REQUIREMENT: Rewrite the records below so that every "SHOULD" becomes "MUST", with all other text unchanged. Leave the pictures out of the output.

[Start]

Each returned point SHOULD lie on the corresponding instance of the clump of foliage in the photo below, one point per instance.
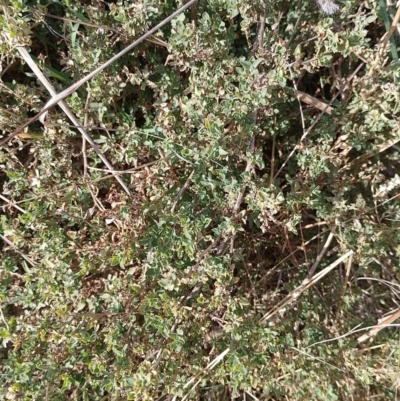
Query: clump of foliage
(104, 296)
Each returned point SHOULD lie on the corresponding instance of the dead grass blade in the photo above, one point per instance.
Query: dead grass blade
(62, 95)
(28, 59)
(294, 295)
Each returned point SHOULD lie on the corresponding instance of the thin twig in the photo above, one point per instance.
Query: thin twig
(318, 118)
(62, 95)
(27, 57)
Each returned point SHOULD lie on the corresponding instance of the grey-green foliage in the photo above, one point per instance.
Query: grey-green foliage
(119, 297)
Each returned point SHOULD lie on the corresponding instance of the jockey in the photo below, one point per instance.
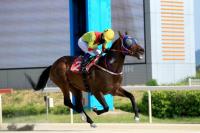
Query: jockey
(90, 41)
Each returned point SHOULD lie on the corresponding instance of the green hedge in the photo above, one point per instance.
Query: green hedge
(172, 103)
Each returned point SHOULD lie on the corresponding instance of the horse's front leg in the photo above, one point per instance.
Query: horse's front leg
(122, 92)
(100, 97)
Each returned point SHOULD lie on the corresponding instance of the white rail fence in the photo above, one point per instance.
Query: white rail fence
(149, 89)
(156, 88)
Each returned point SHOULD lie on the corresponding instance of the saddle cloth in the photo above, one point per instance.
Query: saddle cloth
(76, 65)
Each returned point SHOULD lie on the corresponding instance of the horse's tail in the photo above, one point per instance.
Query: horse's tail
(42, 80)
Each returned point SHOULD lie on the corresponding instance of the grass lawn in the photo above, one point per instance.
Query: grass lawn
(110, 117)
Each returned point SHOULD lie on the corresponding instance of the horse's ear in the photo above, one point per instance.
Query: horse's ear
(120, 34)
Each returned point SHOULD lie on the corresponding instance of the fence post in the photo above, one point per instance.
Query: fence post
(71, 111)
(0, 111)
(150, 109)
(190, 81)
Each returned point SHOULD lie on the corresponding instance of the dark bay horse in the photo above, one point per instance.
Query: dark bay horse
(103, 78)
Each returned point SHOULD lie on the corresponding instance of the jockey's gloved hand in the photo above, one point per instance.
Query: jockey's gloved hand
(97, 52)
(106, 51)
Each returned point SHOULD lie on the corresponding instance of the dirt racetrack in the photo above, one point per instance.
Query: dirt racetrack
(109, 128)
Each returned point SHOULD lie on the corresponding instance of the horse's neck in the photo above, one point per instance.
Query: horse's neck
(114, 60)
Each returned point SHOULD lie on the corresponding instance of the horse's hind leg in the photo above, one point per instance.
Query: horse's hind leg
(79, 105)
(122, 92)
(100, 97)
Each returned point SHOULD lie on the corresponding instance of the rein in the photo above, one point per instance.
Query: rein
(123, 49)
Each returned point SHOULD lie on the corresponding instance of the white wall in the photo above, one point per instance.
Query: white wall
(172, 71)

[End]

TASK RESULT:
Each returned point MUST lie on the corresponding instance of the clump of foliage in the photo below, one point per instance.
Query: clump of foliage
(104, 296)
Each returned point MUST lie on the corresponding instance of the dead grass blade in the photo above, one point per instance.
Query: dead grass blade
(62, 95)
(28, 59)
(294, 295)
Each returned point MUST lie on the corresponding instance of the thin twig in the photo above, one point per instance.
Query: thin twig
(318, 118)
(62, 95)
(27, 57)
Each returned point MUST lie on the corresponding instance of the grey-green foliage in the photo above, one point per instance.
Query: grey-green foliage
(119, 297)
Each returned point MUST lie on the corresponding instance of the jockey in the photo below, one point per instance.
Query: jockey
(90, 41)
Each returned point MUST lie on the corresponding instance of the green hedge in the photo above, one point per instance.
Query: green hedge
(172, 103)
Each returned point MUST lie on the corresponding instance of the horse's front leg in the photo above, one point per instance.
Query: horse's front leg
(122, 92)
(100, 97)
Each returned point MUST lie on the corresponding instance of the white rail fence in the photo above, one point per instance.
Query: white rail fence
(149, 89)
(156, 88)
Each returned point MUST lie on the corresponding instance of the saddle cloth in the photo above, one point per instance.
Query: saddle cloth
(76, 65)
Each returned point MUST lie on the corresponding instance of the horse's tail in the photo above, one point per instance.
Query: horse's tail
(42, 80)
Each returned point MUST lie on the corresponding instance of the grass lawn in the photo above, one point per instance.
Query: grass lawn
(110, 117)
Each returned point MUST lie on the corresponding instance of the horse's ear in the photo above, one point per instance.
Query: horse's ear
(120, 34)
Each returned point MUST lie on the corresponding instance of the fence post in the photo above, one point per instance.
Query: fence post
(71, 111)
(0, 111)
(150, 109)
(190, 81)
Each returned point MUST lie on the corresponding instance of the dark bay horse in the photo above, one point per instance.
Query: dark bay horse
(103, 78)
Each returned point MUST lie on the corresponding instance of the jockey's gloved hand in the photo above, one point per instance.
Query: jockey's gloved hand
(97, 52)
(106, 51)
Each returned point MUST lie on the corresponding instance of the dirt racetrack in the photo above, one point per instance.
Query: dirt racetrack
(109, 128)
Each returned point MUST lie on the corresponding instance of the horse's neck in the photo above, one point per instance.
Query: horse's neck
(114, 60)
Each returned point MUST lie on the corresponding instance of the horse's hind leg in the photo above, one point per instance.
Query: horse's hind leg
(79, 105)
(122, 92)
(100, 97)
Each returned point MUST lie on the corresponding instance of the rein in the photo above, one point per instance.
Query: rein
(123, 49)
Each returned point MUST lie on the corresponding instance of the white wall in the photo above, one point per instance.
Query: white wall
(172, 71)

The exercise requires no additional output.